EXERCISE DETAILS – Output the stretch of the listing from the line containing "Place a point on each instance of the elderly woman, one" through the line containing "x=468, y=145" as a two-column CSV with the headers text and answer. Give one row for each text and its answer, with each value in a single quoted field and line breaks turned into spaces.

GIVEN RECORDS –

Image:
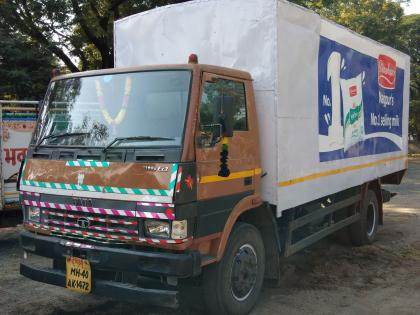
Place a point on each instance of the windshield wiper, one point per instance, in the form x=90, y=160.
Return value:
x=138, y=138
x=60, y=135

...

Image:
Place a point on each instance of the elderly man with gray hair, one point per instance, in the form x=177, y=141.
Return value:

--

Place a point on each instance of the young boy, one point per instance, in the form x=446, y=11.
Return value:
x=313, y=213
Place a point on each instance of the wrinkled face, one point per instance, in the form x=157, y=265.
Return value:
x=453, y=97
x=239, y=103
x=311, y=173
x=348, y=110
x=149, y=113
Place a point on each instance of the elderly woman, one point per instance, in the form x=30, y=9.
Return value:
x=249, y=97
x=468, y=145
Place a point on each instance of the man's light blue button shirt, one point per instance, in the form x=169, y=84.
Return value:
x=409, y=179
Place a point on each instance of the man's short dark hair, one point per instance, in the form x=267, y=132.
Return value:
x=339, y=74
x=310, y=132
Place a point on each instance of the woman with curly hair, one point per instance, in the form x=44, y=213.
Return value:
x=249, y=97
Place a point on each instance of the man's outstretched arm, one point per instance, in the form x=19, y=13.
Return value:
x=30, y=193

TASK RESPONSE –
text,answer
"Place a point on each instance of the elderly woman, one point per instance, in the form x=30, y=9. Return value:","x=249, y=97 x=468, y=145"